(TESTO DEL DOCUMENTO):
+ + + + + + +

Quindi, obbiettivi: camminare, mangiare, bere e perdersi tra le calli. non ti preoccupare se senti qualche bestemmia, tutto nella norma


----------



## Milo (25 Dicembre 2016)

Jaqen ha scritto:


> Eccomi!
> Allora presumo tu sia in campo s. maria.. formosa! se hai valige o altro assolutamente prendi un battello: arrivato a santa lucia e uscito dalla stazione ti trovi davanti al canal grande, vai a destra, superi il calatrava e ti trovi in piazzale roma da dove partono tutti i battelli. i battelli partono anche davanti alla stazione, ma in piazzale puoi farti eventualmente un mezzo abbonamento per turisti o puoi chiedere informazioni. in linea di massima devi prendere l'1 o il 2, se riesci prendi il 5.1, assolutamente NO il 5.2! che fai un giro assurdo. fai quello che ti dicono gli addetti (che urleranno, ma solo per farsi sentire) e lascia perdere se senti qualche imprecazioni dai vecchi veneziani..te ne lanceranno solamente vedendo il bagaglio . scendi a san zaccaria che è la fermata di san marco, non andare verso la piazza ma cerca di entrare dentro qualche calle vicino a san zaccaria, nel caso comunque chiedi indicazioni per s. maria formosa oppure cerca di guardare indicazioni per querini stampalia (fondazione, biblioteca). google maps a venezia non funziona, usalo per avere un'idea ma non farci troppo affidamento. se non ci sono abbonamenti e la valigia non è troppo pesante allora ti consiglio una buona dose di pazienza e 30-35 minuti di camminata: arrivi in stazione e vai a SINISTRA. non fare nessun ponte che superi il canal (quello degli scalzi per intenderci, davanti proprio alla stazione), aiutati, ma non troppo con maps, e vai sempre dritto.. farai la strada nuova. alla fine di strada nuova sarai in campo ss apostoli, e da li dovrai andare dritto verso l'ospedale, non verso rialto e seguire indicazioni querini stampalia o al massimo chiedi.
> comunque, cosa fare, cosa vedere.. venezia non ha qualcosa in particolare da vedere. di sicuro se non vuoi vedere le isole (burano è proprio carina) lascia perdere il battello e cammina, cammina e cammina. vicino a dove starai tu c'è un'osteria proprio carina, Ruga di Jaffa, molto caratteristico, ma anche alla Mascareta, sempre li vicino. bella la libreria acqua alta se sei appassionato di libri.

+ + + + + + +

(ESTRATTO DELLA FONTE):

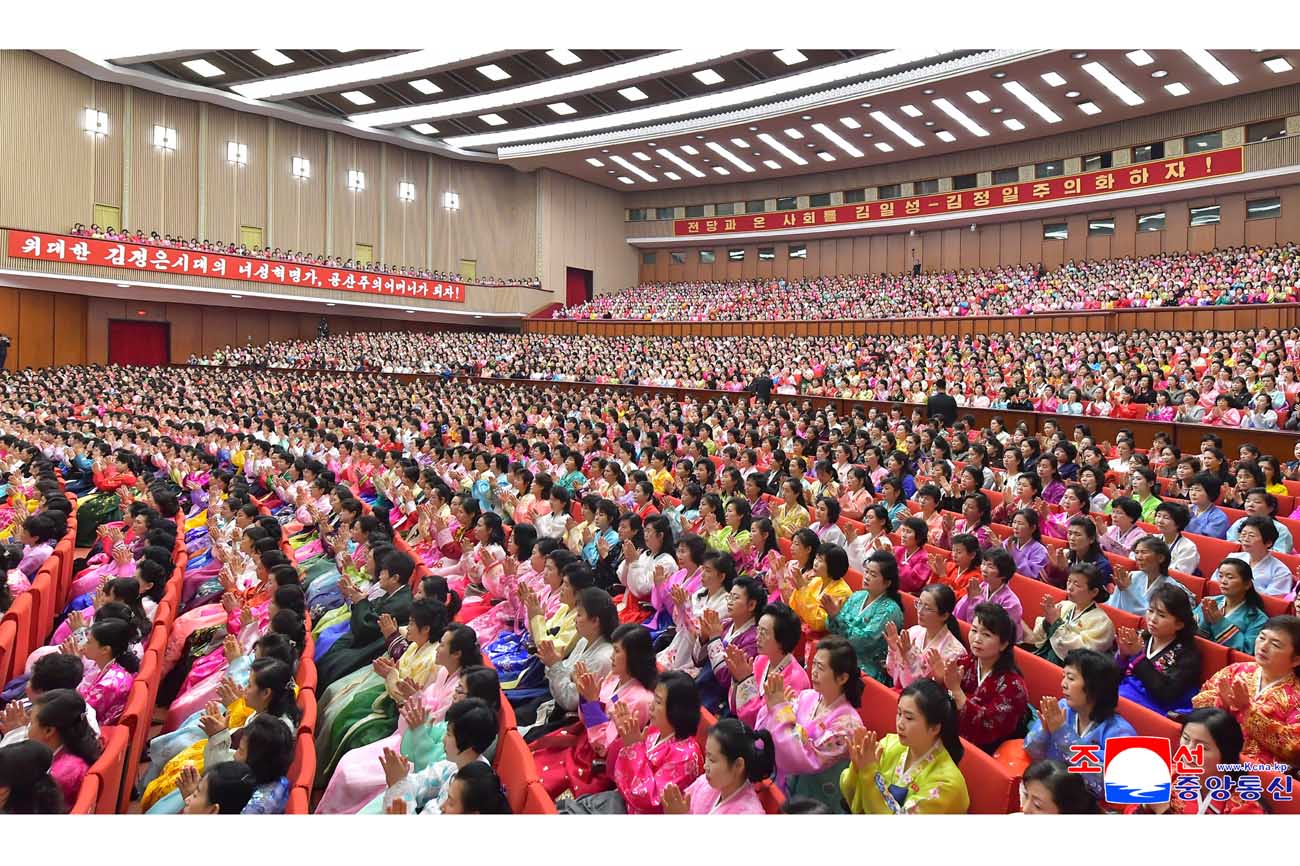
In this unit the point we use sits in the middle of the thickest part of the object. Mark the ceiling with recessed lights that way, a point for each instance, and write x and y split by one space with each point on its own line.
654 118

+ + + + + + +

(PARTI DELL'ESERCIZIO):
• 1. Nel testo su Venezia, a quale fermata del battello si consiglia di scendere?
• 2. Estrai dal testo su Venezia il passo che inizia con "Quindi, obbiettivi: camminare, mangiare, bere" e prosegue fino a "(25 Dicembre 2016)" compreso.
• 3. Traduci in inglese questa frase del testo su Venezia: "google maps a venezia non funziona, usalo per avere un'idea ma non farci troppo affidamento."
Le righe non hanno alcun legame con il testo su Venezia.

(SOLUZIONI DELLE CONSEGNE):
• 1. A San Zaccaria, la fermata di San Marco.

• 2.
Quindi, obbiettivi: camminare, mangiare, bere e perdersi tra le calli. non ti preoccupare se senti qualche bestemmia, tutto nella norma


----------



## Milo (25 Dicembre 2016)

• 3. Google Maps doesn't work in Venice; use it to get an idea, but don't rely on it too much.